WHAT TO DO =
(1) For each statement about the interview summary, say yes or no and quote the words of the summary that decide it. (a) Dr. Harris was born in Bronx Hospital in Morrisania. (b) Dr. Harris stayed in Cuba for several years. (c) Dr. Harris moved back to the Bronx while Nile Rodgers remained on the Lower East Side.
(2) List every place that the interview summary names as the setting of some of Dr. Harris's most vivid childhood memories.
(3) Please output the passage of the interview summary that begins at the words "While Dr. Harris was completing" and ends after the words "at the time.".

African American Studies


Interviewee: Dr. Joseph Harris

Interviewer: Mark Naison

Date of Interview: April 11, 2017

Summary by Bailey Barnett

Dr. Joseph Harris is a physician and political activist. He was born in 1953 in Bronx Hospital in Morrisania, and grew up in the Bronx River Houses. Some of his most vivid childhood memories take place in the Bronx Botanical Gardens, the Bronx Zoo, and the Bronx Park (now part of the Bronx Zoo).

As a teen, Dr. Harris left school to join the Black Panther Party and moved in with famous songwriter, musician, and producer Nile Rodgers in the Lower East Side. Eventually Rodgers moved back to the Bronx, and Dr. Harris remained in the Lower East Side for a brief period of time. While there, he became involved in grassroots activism, and eventually started working with the Tompkins Square Community Center.

While Dr. Harris was at the Tompkins Square Community Center, the organization partnered with Abby Hoffman to organize the first Venceremos Brigade to Cuba. The organization invited him to join, and he was able to travel into Cuba to stay for several months. While there, he was able to meet many different social activists and learn about their views on the world while working in solidarity with Cubans on local farms.

Upon returning to the United States, Dr. Harris joined the College Adaptor program. He earned his GED and went on to study at City College in the SEEK program. From there, we went on to medical school through another academic program.

While Dr. Harris was completing his studies, he lived in the Fort Greene Houses and began to work in the Brooklyn Navy Yard. There, he hoped to organize and unite workers behind the Marxist movement. After a period of time there, he moved to Paris, which was a hub for the socialist movement at the time.

Since his return to the United States and the completion of his medical degree, Dr. Harris has been a practicing physician. His greatest medical accomplishment has been diagnosing Mumia Abu-Jamal with Hepatitis C. This diagnosis was used in Abu-Jamal’s winning case, where it was ruled that the failure to treat incarcerated individuals affected by Hepatitis C was a violation of the Eighth Amendment. Dr. Harris remains a practicing physician and advocate for social change to this day.

Stored data entries
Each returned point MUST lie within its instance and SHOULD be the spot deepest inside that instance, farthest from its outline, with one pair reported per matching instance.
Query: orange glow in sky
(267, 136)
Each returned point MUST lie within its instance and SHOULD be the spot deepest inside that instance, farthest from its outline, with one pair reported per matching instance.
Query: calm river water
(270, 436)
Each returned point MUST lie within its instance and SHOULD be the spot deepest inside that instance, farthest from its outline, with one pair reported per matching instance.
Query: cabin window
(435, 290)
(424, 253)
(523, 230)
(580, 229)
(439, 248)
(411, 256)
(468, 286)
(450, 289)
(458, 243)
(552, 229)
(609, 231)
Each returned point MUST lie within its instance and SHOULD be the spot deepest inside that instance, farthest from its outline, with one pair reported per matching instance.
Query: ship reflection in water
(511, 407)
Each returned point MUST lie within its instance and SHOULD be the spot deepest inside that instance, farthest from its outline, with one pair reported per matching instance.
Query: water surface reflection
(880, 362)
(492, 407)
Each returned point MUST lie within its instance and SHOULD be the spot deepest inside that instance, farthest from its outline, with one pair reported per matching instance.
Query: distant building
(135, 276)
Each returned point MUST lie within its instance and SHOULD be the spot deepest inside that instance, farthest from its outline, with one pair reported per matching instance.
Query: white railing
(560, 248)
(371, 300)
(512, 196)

PER-TASK ANSWERS =
(1)
(a) Yes: "He was born in 1953 in Bronx Hospital in Morrisania"
(b) No: "he was able to travel into Cuba to stay for several months"
(c) No: "Eventually Rodgers moved back to the Bronx, and Dr. Harris remained in the Lower East Side for a brief period of time."

(2)
- Bronx Botanical Gardens
- Bronx Zoo
- Bronx Park (now part of the Bronx Zoo)

(3)
While Dr. Harris was completing his studies, he lived in the Fort Greene Houses and began to work in the Brooklyn Navy Yard. There, he hoped to organize and unite workers behind the Marxist movement. After a period of time there, he moved to Paris, which was a hub for the socialist movement at the time.